• DATA SUPPLIED:
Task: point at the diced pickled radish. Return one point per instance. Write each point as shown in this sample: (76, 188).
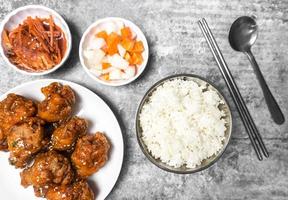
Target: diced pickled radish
(109, 27)
(93, 57)
(121, 50)
(129, 72)
(105, 77)
(96, 72)
(119, 25)
(116, 74)
(96, 43)
(104, 59)
(134, 35)
(108, 70)
(118, 62)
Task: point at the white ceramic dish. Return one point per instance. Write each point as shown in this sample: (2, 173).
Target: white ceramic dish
(17, 16)
(100, 117)
(90, 32)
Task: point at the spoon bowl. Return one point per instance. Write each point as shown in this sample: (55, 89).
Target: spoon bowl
(243, 33)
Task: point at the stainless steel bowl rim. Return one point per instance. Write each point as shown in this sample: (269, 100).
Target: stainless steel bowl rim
(143, 147)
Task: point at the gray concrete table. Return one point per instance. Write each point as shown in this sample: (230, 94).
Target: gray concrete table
(177, 46)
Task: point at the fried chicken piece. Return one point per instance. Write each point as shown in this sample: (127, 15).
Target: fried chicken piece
(58, 102)
(79, 190)
(90, 154)
(65, 136)
(13, 109)
(24, 140)
(49, 168)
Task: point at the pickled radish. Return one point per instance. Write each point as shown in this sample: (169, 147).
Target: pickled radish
(93, 57)
(115, 53)
(121, 50)
(116, 74)
(118, 62)
(130, 72)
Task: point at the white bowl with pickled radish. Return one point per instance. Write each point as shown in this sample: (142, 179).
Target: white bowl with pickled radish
(113, 51)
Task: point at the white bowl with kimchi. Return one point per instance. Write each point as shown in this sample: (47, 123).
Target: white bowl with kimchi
(113, 51)
(35, 40)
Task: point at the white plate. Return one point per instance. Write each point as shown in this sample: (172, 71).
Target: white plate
(100, 117)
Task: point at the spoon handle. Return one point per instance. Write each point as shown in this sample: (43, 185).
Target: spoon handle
(273, 107)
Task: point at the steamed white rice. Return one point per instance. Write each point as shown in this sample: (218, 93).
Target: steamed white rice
(182, 123)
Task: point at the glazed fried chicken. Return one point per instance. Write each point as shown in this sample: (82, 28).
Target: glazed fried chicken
(58, 102)
(13, 109)
(65, 136)
(49, 168)
(90, 154)
(77, 191)
(24, 140)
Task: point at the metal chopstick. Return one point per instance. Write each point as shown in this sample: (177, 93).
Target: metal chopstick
(228, 82)
(258, 136)
(244, 113)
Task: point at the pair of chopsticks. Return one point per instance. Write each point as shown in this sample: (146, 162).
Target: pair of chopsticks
(249, 124)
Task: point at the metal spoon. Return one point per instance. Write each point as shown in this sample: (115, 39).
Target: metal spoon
(243, 34)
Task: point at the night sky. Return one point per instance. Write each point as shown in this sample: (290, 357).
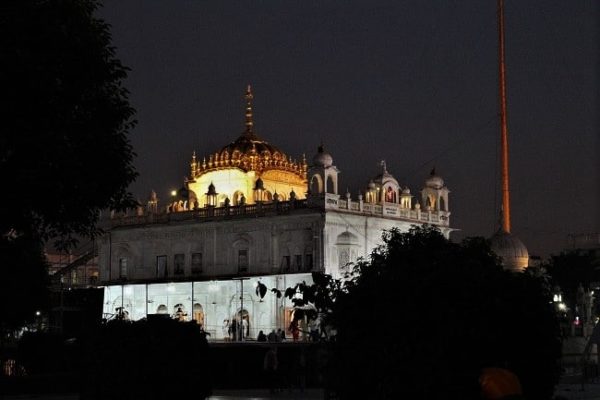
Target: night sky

• DIRECTIONS FOR THIS TASK: From the first line through the line with "Task: point at the glazed", output those lines of the entries above exactly, and nothing else, with the pictures left out.

• EXERCISE OUTPUT:
Task: point at the diced pickled radish. Return one point per instance. Write each point as shown in this sample: (76, 188).
Target: diced pickled radish
(109, 27)
(93, 57)
(121, 50)
(129, 72)
(105, 77)
(96, 72)
(119, 25)
(116, 74)
(96, 43)
(104, 59)
(134, 35)
(108, 70)
(118, 62)
Task: point at the white ceramic dish. Return one point per instance. Write each point as shown in this sample: (2, 173).
Target: white ceramic dish
(17, 16)
(100, 117)
(90, 32)
Task: point at the spoon bowl. Return one point per instance. Write each point as shown in this sample: (55, 89).
Target: spoon bowl
(243, 33)
Task: point at the stainless steel bowl rim. Return one point per instance. Write each point as shown in this sample: (269, 100).
Target: stainless steel bowl rim
(143, 147)
Task: point at the gray concrete table. Return one point per instance. Write each point as shown in this sample: (230, 94).
Target: gray concrete table
(177, 46)
Task: point at the fried chicken piece. Return one point per instance. Write each point as shown in this sample: (127, 15).
Target: fried chicken piece
(58, 102)
(79, 190)
(90, 154)
(65, 136)
(13, 109)
(24, 140)
(49, 168)
Task: point at the pickled radish. Return one point per instance. Write each point as shown in this sample: (169, 147).
Target: pickled radish
(93, 57)
(115, 53)
(121, 50)
(116, 74)
(118, 62)
(130, 72)
Task: point at the white bowl with pickled radish. Return one point per instance. Write each point as shown in this sample: (142, 179).
Target: white bowl with pickled radish
(113, 51)
Task: point at the white bowl with kimchi. Return one point per instance. Write each point as shown in this sample: (47, 123).
Target: white bowl with kimchi
(113, 51)
(35, 40)
Task: point at the white plate. Return one point per instance. Write each point as shown in this sample: (172, 71).
Target: white plate
(100, 117)
Task: point at the spoon handle. Return one point per instance. Write each point as shown in this sample: (43, 185).
Target: spoon handle
(273, 107)
Task: point at the steamed white rice. Return one point per instance. Write each point as shown in this sample: (218, 93).
Target: steamed white rice
(182, 123)
Task: point at the glazed fried chicken. Return one point per instance. Write each point as shown in this sample: (82, 28).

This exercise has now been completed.